- **DATASET ENTRIES**
***

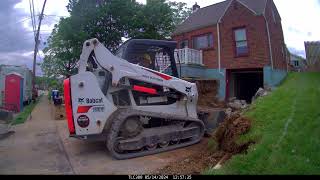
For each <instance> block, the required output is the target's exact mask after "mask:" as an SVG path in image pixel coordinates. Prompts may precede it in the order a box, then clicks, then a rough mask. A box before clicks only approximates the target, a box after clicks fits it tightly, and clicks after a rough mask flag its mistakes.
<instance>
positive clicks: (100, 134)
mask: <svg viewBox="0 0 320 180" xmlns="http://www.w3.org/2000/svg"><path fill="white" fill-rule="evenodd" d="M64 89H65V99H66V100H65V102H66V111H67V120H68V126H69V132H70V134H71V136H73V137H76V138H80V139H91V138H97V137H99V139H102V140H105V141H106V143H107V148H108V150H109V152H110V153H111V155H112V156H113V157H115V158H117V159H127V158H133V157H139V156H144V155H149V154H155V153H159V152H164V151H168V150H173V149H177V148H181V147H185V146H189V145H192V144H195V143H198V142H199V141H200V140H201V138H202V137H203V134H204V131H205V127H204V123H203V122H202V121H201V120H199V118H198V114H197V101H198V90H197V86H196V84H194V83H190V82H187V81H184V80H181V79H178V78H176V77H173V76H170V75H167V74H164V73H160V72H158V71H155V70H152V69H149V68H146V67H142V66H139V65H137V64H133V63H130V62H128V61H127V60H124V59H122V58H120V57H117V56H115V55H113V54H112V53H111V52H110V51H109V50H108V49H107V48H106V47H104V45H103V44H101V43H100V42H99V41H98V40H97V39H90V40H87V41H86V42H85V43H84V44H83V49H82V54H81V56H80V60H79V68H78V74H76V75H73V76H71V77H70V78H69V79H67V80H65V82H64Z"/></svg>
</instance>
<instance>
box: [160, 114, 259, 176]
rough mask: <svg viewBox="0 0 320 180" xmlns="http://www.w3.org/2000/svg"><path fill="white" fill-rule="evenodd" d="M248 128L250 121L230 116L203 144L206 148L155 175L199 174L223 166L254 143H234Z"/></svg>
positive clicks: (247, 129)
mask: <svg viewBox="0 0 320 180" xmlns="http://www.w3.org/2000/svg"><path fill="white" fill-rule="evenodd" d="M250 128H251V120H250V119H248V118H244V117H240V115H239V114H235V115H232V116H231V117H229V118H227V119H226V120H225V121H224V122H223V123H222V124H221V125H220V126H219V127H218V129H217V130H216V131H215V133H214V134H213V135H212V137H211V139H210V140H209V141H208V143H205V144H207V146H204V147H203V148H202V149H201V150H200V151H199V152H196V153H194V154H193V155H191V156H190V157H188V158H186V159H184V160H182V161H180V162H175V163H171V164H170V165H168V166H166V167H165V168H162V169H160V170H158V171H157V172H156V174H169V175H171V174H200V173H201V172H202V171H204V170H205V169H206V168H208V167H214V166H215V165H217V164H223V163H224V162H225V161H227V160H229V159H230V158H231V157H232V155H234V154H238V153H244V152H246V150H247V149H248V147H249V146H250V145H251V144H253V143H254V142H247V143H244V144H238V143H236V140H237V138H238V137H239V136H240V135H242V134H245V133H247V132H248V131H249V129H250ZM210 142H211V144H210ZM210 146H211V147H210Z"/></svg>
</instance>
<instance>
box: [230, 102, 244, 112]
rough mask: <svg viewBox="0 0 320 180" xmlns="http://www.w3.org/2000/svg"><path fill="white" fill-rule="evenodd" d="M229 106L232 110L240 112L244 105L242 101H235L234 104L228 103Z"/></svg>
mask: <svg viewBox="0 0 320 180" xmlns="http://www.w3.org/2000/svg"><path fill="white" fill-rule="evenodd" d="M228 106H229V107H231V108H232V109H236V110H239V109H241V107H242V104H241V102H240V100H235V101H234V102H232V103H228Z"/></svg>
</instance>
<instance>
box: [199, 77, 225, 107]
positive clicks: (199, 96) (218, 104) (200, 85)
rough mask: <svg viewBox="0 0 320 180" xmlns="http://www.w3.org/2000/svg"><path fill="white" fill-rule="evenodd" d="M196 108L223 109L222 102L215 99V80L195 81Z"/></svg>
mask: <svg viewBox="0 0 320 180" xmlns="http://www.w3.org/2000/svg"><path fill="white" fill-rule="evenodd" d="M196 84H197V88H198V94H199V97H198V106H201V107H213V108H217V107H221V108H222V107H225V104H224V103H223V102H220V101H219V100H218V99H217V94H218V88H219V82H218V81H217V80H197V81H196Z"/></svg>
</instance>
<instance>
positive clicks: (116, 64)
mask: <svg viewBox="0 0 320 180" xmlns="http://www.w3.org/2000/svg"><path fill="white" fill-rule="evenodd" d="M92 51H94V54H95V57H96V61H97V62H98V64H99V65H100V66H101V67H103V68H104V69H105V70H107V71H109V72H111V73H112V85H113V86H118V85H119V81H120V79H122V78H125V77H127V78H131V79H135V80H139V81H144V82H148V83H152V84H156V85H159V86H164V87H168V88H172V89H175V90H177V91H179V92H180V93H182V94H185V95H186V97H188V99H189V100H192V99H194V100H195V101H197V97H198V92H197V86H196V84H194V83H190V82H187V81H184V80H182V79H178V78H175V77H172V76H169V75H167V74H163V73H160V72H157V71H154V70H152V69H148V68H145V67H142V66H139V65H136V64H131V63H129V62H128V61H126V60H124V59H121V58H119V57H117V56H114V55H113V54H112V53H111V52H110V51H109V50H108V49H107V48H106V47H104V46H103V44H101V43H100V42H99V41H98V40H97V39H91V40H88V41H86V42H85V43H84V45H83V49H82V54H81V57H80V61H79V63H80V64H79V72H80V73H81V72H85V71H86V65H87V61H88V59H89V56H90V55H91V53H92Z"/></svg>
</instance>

***

- **ASSIGNMENT**
Copy all the entries word for word. Omit any pictures.

- **SOLUTION TO THE PROBLEM**
For each <instance> block, the required output is the target's exact mask after "mask:" as an SVG path in image pixel coordinates. Prompts may precede it in the order a box, then clicks, then a rough mask. A box before clicks only approximates the target, a box after clicks fits it tightly, and clicks after a rough mask flag its mistakes.
<instance>
positive clicks: (100, 134)
mask: <svg viewBox="0 0 320 180" xmlns="http://www.w3.org/2000/svg"><path fill="white" fill-rule="evenodd" d="M64 89H65V99H66V100H65V102H66V111H67V120H68V126H69V132H70V134H71V136H73V137H76V138H80V139H91V138H97V137H99V139H102V140H105V141H106V143H107V148H108V150H109V152H110V153H111V155H112V156H113V157H115V158H117V159H127V158H133V157H139V156H144V155H149V154H155V153H159V152H164V151H168V150H173V149H177V148H181V147H185V146H189V145H192V144H195V143H198V142H199V141H200V140H201V138H202V137H203V134H204V131H205V127H204V123H203V122H202V121H201V120H199V118H198V114H197V101H198V90H197V86H196V84H194V83H190V82H187V81H184V80H181V79H178V78H176V77H173V76H170V75H167V74H164V73H160V72H158V71H155V70H152V69H149V68H146V67H142V66H139V65H137V64H133V63H130V62H128V61H127V60H124V59H122V58H120V57H117V56H115V55H113V54H112V53H111V52H110V51H109V50H108V49H107V48H106V47H104V45H103V44H101V43H100V42H99V41H98V40H97V39H90V40H87V41H86V42H85V43H84V44H83V49H82V54H81V56H80V60H79V68H78V74H76V75H73V76H71V77H70V78H69V79H67V80H65V82H64Z"/></svg>
</instance>
<instance>
box: [160, 114, 259, 176]
rough mask: <svg viewBox="0 0 320 180" xmlns="http://www.w3.org/2000/svg"><path fill="white" fill-rule="evenodd" d="M248 128L250 121L230 116L203 144L206 148L155 175L199 174L223 166L254 143H234Z"/></svg>
positive clicks: (247, 129)
mask: <svg viewBox="0 0 320 180" xmlns="http://www.w3.org/2000/svg"><path fill="white" fill-rule="evenodd" d="M250 128H251V120H250V119H248V118H244V117H240V115H239V114H235V115H232V116H231V117H229V118H227V119H226V120H225V121H224V122H223V123H222V124H221V125H220V126H219V127H218V129H217V130H216V131H215V133H214V134H213V135H212V137H211V139H210V140H209V141H208V143H205V144H207V146H204V147H203V148H202V149H201V150H200V151H199V152H196V153H194V154H193V155H191V156H190V157H188V158H186V159H184V160H182V161H180V162H175V163H171V164H170V165H168V166H166V167H165V168H162V169H160V170H158V171H157V172H156V174H169V175H171V174H200V173H201V172H202V171H204V170H205V169H206V168H208V167H214V166H215V165H217V164H223V163H224V162H225V161H227V160H229V159H230V158H231V157H232V155H234V154H238V153H244V152H246V150H247V149H248V147H249V146H250V145H251V144H253V143H254V142H247V143H244V144H238V143H236V140H237V138H238V137H239V136H240V135H242V134H245V133H247V132H248V131H249V129H250ZM210 142H211V144H210ZM210 146H211V147H210Z"/></svg>
</instance>
<instance>
box: [230, 102, 244, 112]
rough mask: <svg viewBox="0 0 320 180" xmlns="http://www.w3.org/2000/svg"><path fill="white" fill-rule="evenodd" d="M229 106L232 110L240 112L244 105L242 101H235L234 104L228 103Z"/></svg>
mask: <svg viewBox="0 0 320 180" xmlns="http://www.w3.org/2000/svg"><path fill="white" fill-rule="evenodd" d="M228 106H229V107H231V108H232V109H236V110H239V109H241V107H242V104H241V102H240V100H235V101H234V102H232V103H228Z"/></svg>
</instance>
<instance>
box: [199, 77, 225, 107]
positive clicks: (199, 96) (218, 104) (200, 85)
rough mask: <svg viewBox="0 0 320 180" xmlns="http://www.w3.org/2000/svg"><path fill="white" fill-rule="evenodd" d="M196 108L223 109L222 102L215 99V80L195 81Z"/></svg>
mask: <svg viewBox="0 0 320 180" xmlns="http://www.w3.org/2000/svg"><path fill="white" fill-rule="evenodd" d="M196 84H197V88H198V94H199V97H198V106H201V107H213V108H217V107H221V108H222V107H225V104H224V103H223V102H220V101H219V100H218V99H217V94H218V88H219V82H218V81H217V80H197V81H196Z"/></svg>
</instance>
<instance>
positive clicks: (116, 64)
mask: <svg viewBox="0 0 320 180" xmlns="http://www.w3.org/2000/svg"><path fill="white" fill-rule="evenodd" d="M92 51H94V54H95V57H96V61H97V62H98V64H99V65H100V66H101V67H103V68H104V69H105V70H107V71H109V72H111V73H112V85H113V86H118V85H119V81H120V79H122V78H125V77H127V78H131V79H135V80H139V81H144V82H148V83H152V84H156V85H159V86H164V87H168V88H172V89H175V90H177V91H179V92H180V93H182V94H185V95H186V97H188V99H189V100H192V99H194V100H195V101H197V97H198V92H197V86H196V84H194V83H190V82H187V81H184V80H182V79H178V78H175V77H172V76H169V75H167V74H163V73H160V72H157V71H154V70H152V69H148V68H145V67H142V66H139V65H136V64H131V63H129V62H128V61H126V60H124V59H121V58H119V57H117V56H114V55H113V54H112V53H111V52H110V51H109V50H108V49H107V48H106V47H104V46H103V44H101V43H100V42H99V41H98V40H97V39H91V40H88V41H86V42H85V43H84V45H83V49H82V54H81V57H80V61H79V63H80V64H79V72H80V73H81V72H85V71H86V65H87V61H88V59H89V56H90V55H91V53H92Z"/></svg>
</instance>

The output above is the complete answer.